__Goal__. Scale the data below by rewriting every line, requests included, with each pixel coordinate in the answers multiplied by 0.95 and rounded to the nearest whole number, halves rounded up. Leave the pictures out of your answer.

__Raw records__.
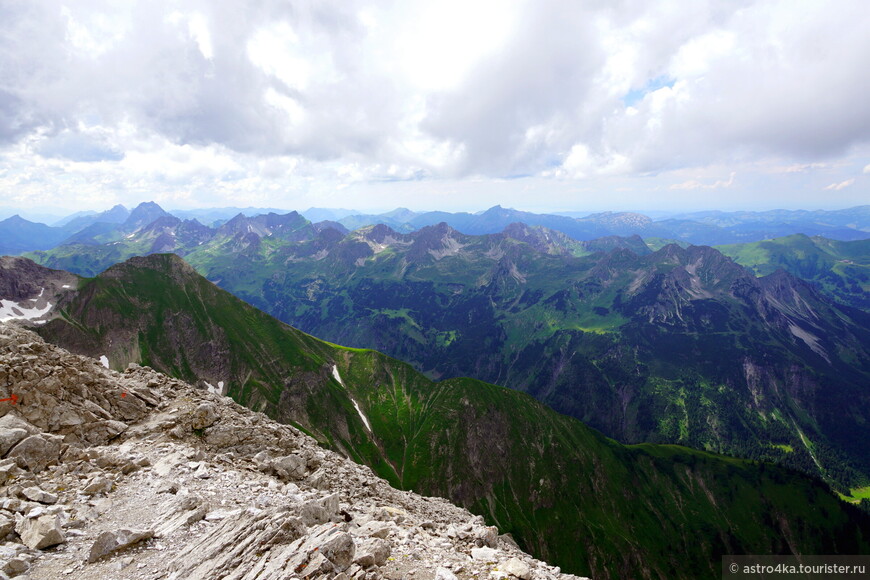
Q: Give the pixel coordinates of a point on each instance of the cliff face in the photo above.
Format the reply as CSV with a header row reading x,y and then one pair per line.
x,y
137,475
564,492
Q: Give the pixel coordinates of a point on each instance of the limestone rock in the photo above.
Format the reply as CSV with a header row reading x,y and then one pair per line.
x,y
517,568
372,552
274,504
290,467
484,554
36,494
9,438
110,542
205,415
7,524
37,451
443,573
41,532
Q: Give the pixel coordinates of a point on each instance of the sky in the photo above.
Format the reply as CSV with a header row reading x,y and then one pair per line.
x,y
455,105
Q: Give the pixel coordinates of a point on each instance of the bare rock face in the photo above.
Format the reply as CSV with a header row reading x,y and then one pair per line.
x,y
110,542
136,475
40,532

__Written answer__.
Q: Give the pixel coordinates of a point on each instance of the cliff face in the photo above.
Format the reply as CSV with a header row reading x,y and then one pair per line.
x,y
130,451
536,467
Q: Give the pixel coordinates of a point on each instance of the limestone rock in the photo above.
Format the reply as CSV with a header row reading x,y and then one pair per line.
x,y
491,540
353,524
260,479
276,444
460,526
34,469
9,416
105,515
195,394
7,498
35,428
421,544
39,505
Q: Give the pixel coordinates of a point on each instance of the sky in the photo above.
Format the reply as CSV with a header row reading x,y and then one pair per line.
x,y
432,100
Q: Give the pixel coordinates of a point on each instance of the bare rock face in the photo above.
Format the reply as CSV with a header row reading x,y and then one pair per line.
x,y
105,515
129,451
38,505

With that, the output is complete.